▸ **Passage shown**
-------

Neuropathy is often used to describe feelings of numbness or pain in a particular region of the body. Wikipedia offers this common definition of the condition which they refer to as Peripheral Neuropathy:
“Peripheral neuropathy, often shortened to neuropathy, is a general term describing disease affecting the peripheral nerves, meaning nerves beyond the brain and spinal cord. Damage to peripheral nerves may impair sensation, movement, gland or organ function depending on which nerves are affected; in other words, neuropathy affecting motor, sensory, or autonomic nerves result in different symptoms. More than one type of nerve may be affected simultaneously. Peripheral neuropathy may be acute (with sudden onset, rapid progress) or chronic (symptoms begin subtly and progress slowly), and may be reversible or permanent. ”
It can be caused by inflammatory diseases such as diabetes, radiation treatment, cancer treatment and even by an autoimmune disease that can cause pathology of a nerve or set of nerves that are away from the spine.
Most people with numbness do not have diabetes which affects 10% of the population, or have had any of these diseases that are either inflammatory or caused by a medical treatment. Diabetic neuropathy can occur in up to 50% of the diabetic population many years later and is due to the effects of too much glucose and its effect on both the small fibers of the nerves as well as the circulatory system.
The term neuropathy is often broadly used to describe numbness or tingling and the most overlooked and common mechanism is actually musculoskeletal.
Visiting your primary doctor regularly if you have any of these conditions is important, especially if your diabetes has been controlled medicinally or by an insulin pump. This can help reduce the incidence of diabetic neuropathy later in life.
Since most people who have numbness, pain and tingling are not ill and do not have any disease, they should visit a specialist who has the training their medical providers do not have in the musculoskeletal system. Most people are unaware that their medical providers have minimal training in the musculoskeletal system. This drives up costs and as anyone who has been in the system already knows, they end up going from doctor to doctor and they are often given drugs that may relieve the condition, but does not resolve it. It is this mechanism that has resulted in the current opioid crisis.
Systems of the body are interconnected, so hormones, pain, movement, movement adaptation by the brain through neuroplasticity, circulation which includes the heart and the lungs and the digestive tracts all affect one another. Integrated systems require a holistic or integrated approach to understand and diagnose properly. Our current system is anything but holistic, with primary care looking for disease development which can be seen as symptoms that do not go away. Currently, the average primary doctor has 10 minutes or less to diagnose and treat or refer the patient. Often, with numbness or tingling, that would be to a neurologist or a therapist who will use protocols to run tests or treat a body part that is symptomatic. Rarely, does this lead to a solution to the patients problem.

-------

▸ **Records supplied**
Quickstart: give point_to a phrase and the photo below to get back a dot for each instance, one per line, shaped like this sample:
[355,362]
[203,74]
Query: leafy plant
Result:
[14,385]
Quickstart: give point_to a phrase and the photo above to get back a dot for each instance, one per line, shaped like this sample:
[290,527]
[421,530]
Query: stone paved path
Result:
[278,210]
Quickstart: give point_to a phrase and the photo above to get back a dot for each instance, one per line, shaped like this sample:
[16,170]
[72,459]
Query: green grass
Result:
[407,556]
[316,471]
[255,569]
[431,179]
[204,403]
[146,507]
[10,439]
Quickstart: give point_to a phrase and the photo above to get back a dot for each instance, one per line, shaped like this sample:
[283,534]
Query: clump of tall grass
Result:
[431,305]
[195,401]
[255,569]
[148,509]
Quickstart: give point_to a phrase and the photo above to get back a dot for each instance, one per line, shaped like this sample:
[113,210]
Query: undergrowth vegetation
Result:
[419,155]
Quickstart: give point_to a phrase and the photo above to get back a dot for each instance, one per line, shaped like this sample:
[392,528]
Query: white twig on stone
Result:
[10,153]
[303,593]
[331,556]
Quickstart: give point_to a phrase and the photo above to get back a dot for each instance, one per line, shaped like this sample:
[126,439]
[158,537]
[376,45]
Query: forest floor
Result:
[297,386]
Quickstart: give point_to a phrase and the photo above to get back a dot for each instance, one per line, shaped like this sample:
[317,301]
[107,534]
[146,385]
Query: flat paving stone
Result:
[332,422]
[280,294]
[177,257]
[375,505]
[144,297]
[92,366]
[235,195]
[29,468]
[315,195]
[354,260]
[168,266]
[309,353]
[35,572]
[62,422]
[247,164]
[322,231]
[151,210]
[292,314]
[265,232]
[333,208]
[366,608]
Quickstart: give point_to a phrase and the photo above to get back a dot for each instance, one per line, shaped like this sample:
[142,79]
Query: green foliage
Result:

-------

▸ **Work instructions**
1. Decide whether each statement agrees with the neuropathy passage. Give yes or no for each and quote the deciding words. (a) Diabetes affects 10% of the population. (b) Diabetic neuropathy appears in nearly every diabetic soon after diagnosis. (c) The average primary doctor has about 30 minutes to diagnose and treat or refer a patient.
2. Carry on the neuropathy passage from its last sentence.

▸ **Task results**
1.
(a) Yes: "diabetes which affects 10% of the population"
(b) No: "Diabetic neuropathy can occur in up to 50% of the diabetic population many years later"
(c) No: "the average primary doctor has 10 minutes or less to diagnose and treat or refer the patient"

2.
Sports chiropractors are primary care for the spine, extremities and the musculoskeletal system in general. By training, they are holistic and evaluate your symptoms, and then examine how you stand, how you move in addition to the orthopedic and neurological tests most doctors are trained to perform. They will check your blood pressure as well to diagnose possible risk your primary doctor may need to know about. They may refer you to the appropriate medical provider if needed. Chiropractic medicine is so much more than just manipulation, a method that they are best known for.
Poor movement patterns develop from when we are young. We are highly adaptive, as is discussed in the book Cheating Mother Nature, what you need to know to beat chronic pain. Without an understanding of the musculoskeletal system, many tests are done for symptoms that can be easily explained and treated in a chiropractic office.
Body imbalances that result in numbness and tingling, which is medically referred to as neuropathy often occur in diabetics and in people who have had chemotherapy as well as people with autoimmune diseases.
Seeing a chiropractor first may eliminate the need for a painful and costly NCV test for nerve velocity, an upper or lower GI if the stomach complaints are from the abdominal muscles or the diaphragm (quite common) Many people who are athletic and get numbness when sitting or standing improve markedly when their body mechanics improve with chiropractic care.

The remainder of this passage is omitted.